— BEGIN DATA LISTING —
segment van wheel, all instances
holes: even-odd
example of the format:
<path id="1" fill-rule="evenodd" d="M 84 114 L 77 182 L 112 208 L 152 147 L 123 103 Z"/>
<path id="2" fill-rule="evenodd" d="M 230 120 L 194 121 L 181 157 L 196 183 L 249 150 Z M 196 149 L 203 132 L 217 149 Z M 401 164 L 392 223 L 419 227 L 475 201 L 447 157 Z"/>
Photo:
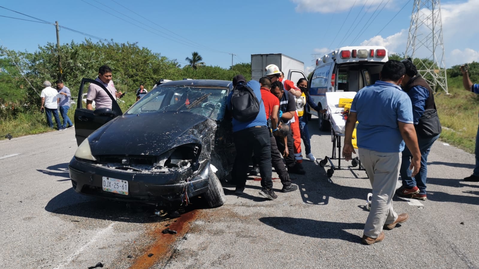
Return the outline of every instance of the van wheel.
<path id="1" fill-rule="evenodd" d="M 321 132 L 329 131 L 331 128 L 329 121 L 325 120 L 324 115 L 322 113 L 320 113 L 318 117 L 318 126 Z"/>
<path id="2" fill-rule="evenodd" d="M 208 191 L 206 191 L 205 194 L 208 205 L 211 207 L 221 206 L 226 201 L 221 182 L 216 174 L 211 170 L 209 172 Z"/>

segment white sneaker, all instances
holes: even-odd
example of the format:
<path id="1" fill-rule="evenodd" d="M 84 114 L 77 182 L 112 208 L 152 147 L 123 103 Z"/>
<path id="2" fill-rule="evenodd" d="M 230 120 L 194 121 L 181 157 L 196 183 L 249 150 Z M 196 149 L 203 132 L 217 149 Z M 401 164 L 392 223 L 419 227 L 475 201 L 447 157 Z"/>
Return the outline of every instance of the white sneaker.
<path id="1" fill-rule="evenodd" d="M 314 162 L 314 161 L 316 160 L 316 158 L 313 156 L 312 153 L 309 153 L 309 154 L 307 154 L 306 157 L 308 158 L 308 159 L 309 159 L 309 160 L 312 162 Z"/>

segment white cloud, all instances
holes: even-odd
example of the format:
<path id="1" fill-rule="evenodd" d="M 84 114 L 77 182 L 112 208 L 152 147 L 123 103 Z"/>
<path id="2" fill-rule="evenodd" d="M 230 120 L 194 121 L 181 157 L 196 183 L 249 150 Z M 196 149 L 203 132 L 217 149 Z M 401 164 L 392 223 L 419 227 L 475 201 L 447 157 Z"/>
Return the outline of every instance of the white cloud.
<path id="1" fill-rule="evenodd" d="M 479 62 L 479 51 L 476 51 L 469 48 L 465 48 L 463 50 L 458 49 L 454 49 L 450 55 L 450 57 L 448 57 L 450 59 L 450 62 L 447 63 L 448 66 L 472 62 Z"/>
<path id="2" fill-rule="evenodd" d="M 291 0 L 297 4 L 295 9 L 297 12 L 319 12 L 320 13 L 340 12 L 348 11 L 353 6 L 362 6 L 365 5 L 365 8 L 375 9 L 383 1 L 381 0 Z M 388 8 L 394 6 L 392 1 L 388 4 Z"/>
<path id="3" fill-rule="evenodd" d="M 328 48 L 315 48 L 313 50 L 314 51 L 315 53 L 319 54 L 325 54 L 331 51 L 331 49 Z"/>
<path id="4" fill-rule="evenodd" d="M 384 38 L 381 35 L 376 35 L 365 40 L 361 43 L 361 45 L 383 46 L 386 47 L 390 54 L 401 53 L 406 48 L 407 32 L 408 30 L 402 29 L 399 33 Z"/>
<path id="5" fill-rule="evenodd" d="M 306 76 L 307 77 L 308 75 L 309 75 L 310 73 L 311 73 L 311 72 L 313 71 L 313 70 L 314 70 L 314 68 L 316 67 L 316 65 L 305 67 L 304 74 L 306 75 Z"/>

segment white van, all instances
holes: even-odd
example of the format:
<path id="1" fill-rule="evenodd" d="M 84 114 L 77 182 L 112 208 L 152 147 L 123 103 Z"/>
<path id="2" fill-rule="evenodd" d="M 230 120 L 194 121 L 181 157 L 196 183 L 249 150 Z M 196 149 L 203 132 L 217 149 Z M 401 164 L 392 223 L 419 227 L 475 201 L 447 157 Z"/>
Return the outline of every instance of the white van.
<path id="1" fill-rule="evenodd" d="M 327 91 L 357 91 L 374 84 L 387 61 L 388 51 L 383 46 L 343 47 L 326 54 L 316 60 L 308 82 L 311 99 L 320 109 L 326 108 Z M 310 108 L 308 112 L 318 116 Z M 319 115 L 318 121 L 320 130 L 330 130 L 325 114 Z"/>

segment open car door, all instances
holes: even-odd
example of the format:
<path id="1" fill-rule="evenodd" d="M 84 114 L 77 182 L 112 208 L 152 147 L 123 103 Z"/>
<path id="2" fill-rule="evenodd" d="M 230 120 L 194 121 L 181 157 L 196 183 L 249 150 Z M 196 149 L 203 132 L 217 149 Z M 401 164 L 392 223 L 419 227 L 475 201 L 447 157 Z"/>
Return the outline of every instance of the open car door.
<path id="1" fill-rule="evenodd" d="M 86 105 L 83 107 L 82 96 L 85 84 L 93 83 L 102 87 L 108 96 L 112 99 L 112 109 L 101 108 L 95 110 L 87 109 Z M 88 88 L 87 88 L 88 90 Z M 85 91 L 86 92 L 86 91 Z M 77 144 L 80 145 L 94 131 L 101 127 L 103 124 L 113 120 L 118 116 L 123 114 L 121 109 L 115 100 L 109 90 L 102 83 L 90 78 L 83 78 L 80 84 L 80 90 L 78 92 L 78 101 L 77 102 L 77 109 L 75 110 L 75 137 L 77 139 Z"/>
<path id="2" fill-rule="evenodd" d="M 297 83 L 299 78 L 306 78 L 306 76 L 304 75 L 304 72 L 299 70 L 290 70 L 288 72 L 288 77 L 286 78 L 288 80 L 291 80 L 296 84 Z"/>

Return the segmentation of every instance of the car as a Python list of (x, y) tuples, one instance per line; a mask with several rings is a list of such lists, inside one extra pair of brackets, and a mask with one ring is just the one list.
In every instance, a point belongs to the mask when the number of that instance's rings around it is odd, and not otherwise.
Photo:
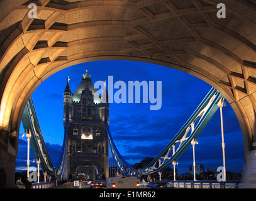
[(174, 188), (174, 186), (169, 182), (150, 182), (146, 188)]
[(101, 182), (92, 182), (91, 183), (91, 187), (90, 188), (102, 188), (103, 187), (103, 184), (101, 183)]

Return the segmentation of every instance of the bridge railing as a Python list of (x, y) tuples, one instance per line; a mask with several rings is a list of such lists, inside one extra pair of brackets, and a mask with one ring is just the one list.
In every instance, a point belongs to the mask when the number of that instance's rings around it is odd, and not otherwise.
[[(218, 181), (162, 181), (172, 184), (175, 188), (243, 188), (241, 181), (232, 180), (225, 182)], [(145, 188), (148, 182), (141, 182), (140, 188)]]

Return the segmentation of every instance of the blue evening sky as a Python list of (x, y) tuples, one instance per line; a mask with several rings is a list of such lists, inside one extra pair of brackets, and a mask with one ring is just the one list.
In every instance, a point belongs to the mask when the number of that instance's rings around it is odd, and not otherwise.
[[(155, 157), (186, 122), (211, 86), (189, 74), (157, 65), (128, 61), (99, 61), (76, 65), (48, 78), (32, 98), (51, 160), (57, 163), (64, 138), (63, 92), (69, 76), (74, 93), (82, 74), (88, 70), (94, 84), (113, 76), (114, 83), (124, 81), (162, 81), (162, 107), (150, 110), (148, 103), (109, 104), (110, 131), (118, 151), (131, 165), (145, 157)], [(118, 89), (114, 89), (114, 92)], [(127, 90), (128, 91), (128, 90)], [(156, 94), (156, 92), (155, 92)], [(128, 100), (128, 97), (127, 97)], [(225, 101), (226, 102), (226, 101)], [(142, 102), (142, 99), (141, 99)], [(223, 107), (226, 168), (243, 170), (243, 143), (237, 117), (226, 102)], [(20, 133), (24, 132), (21, 124)], [(223, 166), (220, 116), (218, 109), (198, 138), (196, 162), (207, 168)], [(109, 151), (110, 152), (110, 151)], [(33, 158), (33, 153), (30, 158)], [(178, 160), (178, 173), (189, 172), (192, 165), (189, 148)], [(31, 163), (31, 166), (36, 166)], [(19, 137), (16, 170), (26, 168), (26, 138)]]

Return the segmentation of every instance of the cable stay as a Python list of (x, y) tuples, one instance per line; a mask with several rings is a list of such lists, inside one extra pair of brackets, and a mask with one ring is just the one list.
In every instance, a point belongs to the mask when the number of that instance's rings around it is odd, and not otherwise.
[(31, 97), (26, 105), (21, 121), (26, 133), (31, 134), (30, 146), (34, 156), (40, 159), (40, 166), (43, 171), (46, 171), (48, 175), (55, 177), (55, 168), (48, 153)]
[(65, 162), (66, 161), (66, 149), (67, 149), (67, 127), (69, 123), (69, 116), (66, 116), (66, 121), (65, 124), (65, 131), (64, 131), (64, 139), (63, 140), (63, 144), (62, 144), (62, 149), (60, 153), (60, 158), (58, 160), (58, 162), (57, 163), (57, 175), (58, 177), (62, 177), (64, 173), (64, 168), (65, 168)]
[[(177, 159), (196, 141), (218, 108), (224, 97), (213, 87), (165, 148), (146, 167), (136, 170), (121, 156), (113, 141), (108, 122), (105, 121), (109, 144), (115, 163), (125, 176), (148, 175), (175, 165)], [(189, 132), (191, 131), (191, 132)]]

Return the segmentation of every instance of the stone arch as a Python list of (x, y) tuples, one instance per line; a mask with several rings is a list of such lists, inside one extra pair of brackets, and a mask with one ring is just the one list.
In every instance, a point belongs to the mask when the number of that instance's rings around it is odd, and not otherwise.
[(0, 134), (9, 158), (15, 158), (22, 112), (35, 89), (65, 67), (104, 60), (153, 63), (206, 81), (233, 109), (245, 152), (255, 149), (251, 1), (223, 0), (225, 19), (216, 17), (215, 0), (38, 0), (36, 19), (28, 17), (30, 1), (13, 2), (0, 2)]

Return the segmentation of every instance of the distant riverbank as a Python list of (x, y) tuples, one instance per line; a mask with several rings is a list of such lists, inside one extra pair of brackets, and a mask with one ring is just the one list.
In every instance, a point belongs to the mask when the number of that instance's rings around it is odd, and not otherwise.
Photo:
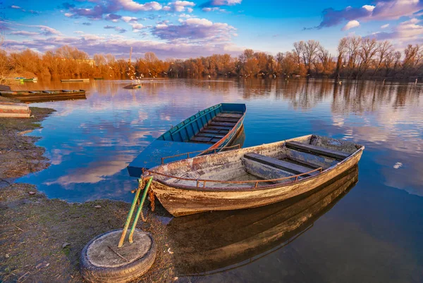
— END DATA LISTING —
_REQUEST_. Please copy the listing above word for word, from its first line through the line containing "208 191 L 206", including both of those lines but not the pictures.

_RIGHT ANSWER_.
segment van wheel, all instances
holes: even-odd
example of the format:
<path id="1" fill-rule="evenodd" d="M 84 114 L 77 182 L 112 208 L 152 147 L 123 103 Z"/>
<path id="2" fill-rule="evenodd" d="M 230 120 L 194 121 L 181 157 L 196 183 L 249 150 Z M 196 149 L 203 132 L 217 149 Z M 401 164 L 392 223 L 419 227 L 475 201 L 447 157 Z"/>
Photo:
Return the outline of every instance of the van wheel.
<path id="1" fill-rule="evenodd" d="M 321 132 L 329 131 L 331 128 L 329 121 L 325 120 L 324 115 L 322 113 L 320 113 L 318 117 L 318 126 Z"/>
<path id="2" fill-rule="evenodd" d="M 208 191 L 206 191 L 205 194 L 208 205 L 211 207 L 221 206 L 226 201 L 221 182 L 216 174 L 211 170 L 209 172 Z"/>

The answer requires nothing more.